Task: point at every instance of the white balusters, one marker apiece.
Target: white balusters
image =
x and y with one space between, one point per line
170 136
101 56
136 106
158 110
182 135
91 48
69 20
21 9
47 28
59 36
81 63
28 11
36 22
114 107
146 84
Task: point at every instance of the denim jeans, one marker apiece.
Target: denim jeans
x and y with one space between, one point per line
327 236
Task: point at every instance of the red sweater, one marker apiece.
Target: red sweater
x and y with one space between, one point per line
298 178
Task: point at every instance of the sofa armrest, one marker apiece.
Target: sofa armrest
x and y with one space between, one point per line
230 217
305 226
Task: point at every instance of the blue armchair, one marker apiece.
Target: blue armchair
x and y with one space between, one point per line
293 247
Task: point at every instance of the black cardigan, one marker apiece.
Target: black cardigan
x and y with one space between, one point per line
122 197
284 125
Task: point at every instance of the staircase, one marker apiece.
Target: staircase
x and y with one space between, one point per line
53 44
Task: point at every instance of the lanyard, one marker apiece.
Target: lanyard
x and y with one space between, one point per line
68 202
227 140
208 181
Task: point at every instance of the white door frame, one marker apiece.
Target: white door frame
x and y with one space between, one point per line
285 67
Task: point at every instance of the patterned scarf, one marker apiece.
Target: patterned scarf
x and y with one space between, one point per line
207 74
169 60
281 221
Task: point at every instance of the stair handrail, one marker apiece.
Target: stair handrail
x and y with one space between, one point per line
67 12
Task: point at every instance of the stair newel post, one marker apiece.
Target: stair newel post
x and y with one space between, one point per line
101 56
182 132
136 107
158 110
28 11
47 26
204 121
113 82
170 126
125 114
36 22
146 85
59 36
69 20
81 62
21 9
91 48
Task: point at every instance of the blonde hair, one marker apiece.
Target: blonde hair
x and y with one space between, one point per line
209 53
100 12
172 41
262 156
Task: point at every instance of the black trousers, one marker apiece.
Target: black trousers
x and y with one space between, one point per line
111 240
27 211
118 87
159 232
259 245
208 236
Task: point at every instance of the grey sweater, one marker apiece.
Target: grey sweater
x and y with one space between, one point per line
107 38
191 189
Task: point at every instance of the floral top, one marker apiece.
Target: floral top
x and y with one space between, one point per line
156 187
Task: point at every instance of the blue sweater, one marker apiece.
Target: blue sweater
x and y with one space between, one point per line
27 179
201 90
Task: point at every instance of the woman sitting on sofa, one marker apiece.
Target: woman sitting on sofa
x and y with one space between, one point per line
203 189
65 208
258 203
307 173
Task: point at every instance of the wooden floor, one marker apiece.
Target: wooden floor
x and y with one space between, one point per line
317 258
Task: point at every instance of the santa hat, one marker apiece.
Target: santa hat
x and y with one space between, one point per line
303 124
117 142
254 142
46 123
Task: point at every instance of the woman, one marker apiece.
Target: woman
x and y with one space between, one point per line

┄┄┄┄┄┄┄┄┄┄┄┄┄┄┄┄┄┄┄┄

YOUR INSTRUCTIONS: Extract every record. Keep wording exact.

ANSWER:
Task: point at every instance of the white balusters, one marker apiece.
Target: white balusters
image =
x and y with one space between, one point per line
170 136
101 56
136 106
158 110
182 135
91 48
69 20
21 9
47 28
59 36
81 63
28 11
36 22
114 107
146 84
Task: point at every instance of the denim jeans, one marker apiece.
Target: denim jeans
x and y with one space between, one point per line
327 236
Task: point at every instance of the red sweater, one marker apiece.
Target: red sweater
x and y with one space between, one point per line
298 178
Task: point at every instance of the sofa armrest, one marker apiece.
Target: sofa armrest
x and y with one space between, one point per line
230 217
305 226
Task: point at every instance of the blue armchair, one marker apiece.
Target: blue armchair
x and y with one space between, one point per line
293 247
Task: point at every instance of the black cardigan, one marker apiece.
Target: black cardigan
x and y with one space between, one point per line
122 197
284 125
Task: point at every instance of the staircase, one marker apiece.
Target: staircase
x and y with one space between, one point per line
53 44
Task: point at every instance of the lanyard, one marker apiece.
Target: lanyard
x and y with one space between, one point per line
68 202
227 140
208 181
Task: point at every instance of the white door frame, one marker apiece.
Target: white door frame
x and y with one space between, one point per line
285 67
Task: point at every instance of the patterned scarf, one marker apiece.
Target: patterned scarf
x and y with one space between, one point per line
207 74
169 60
281 221
Task: point at every instance of the stair handrail, one marker apiece.
Target: stair handrail
x and y with one space between, one point per line
67 12
Task: point at every instance of the stair newel post, one marker apiece.
Target: stair newel post
x and y with one space between, one point per line
101 56
182 132
136 107
158 110
28 11
47 26
204 121
113 82
170 126
125 114
36 22
146 85
59 36
69 20
81 62
21 9
91 48
Task: point at every instance of the blonde hair, one marker apiece.
Target: blonde hair
x and y with one space between, one point per line
209 53
100 12
172 41
262 156
Task: point at every instance of the black trousers, one marker apiece.
Target: black trousers
x and y with one space between, one point per line
111 240
27 211
118 87
159 232
259 245
208 236
Task: point at every instance of the grey sweater, one marker apiece.
Target: grey sweater
x and y with one space between, one point per line
107 38
191 189
Task: point at every instance of the floral top, one marker apiece.
Target: floral top
x and y with one space between, one point per line
156 187
Task: point at every instance of the blue sweater, one marker apiece.
Target: blue sweater
x and y with one space between, one point per line
27 179
201 90
Task: point at every instance of the woman sitting on sofa, one marker apiece.
Target: woman sitting on sofa
x and y with one space between, one point per line
203 189
65 208
258 203
307 173
Task: point at every instance of the wooden floor, one marker apiece.
Target: wooden floor
x and y with one space between, one point per line
317 258
Task: point at every instance of the santa hat, one marker apiece.
Target: santa hat
x and y with one space between, one point per line
303 124
117 142
254 142
46 123
Task: point at every instance of the woman, one marker apiece.
Target: woman
x and y with one space between, one point per line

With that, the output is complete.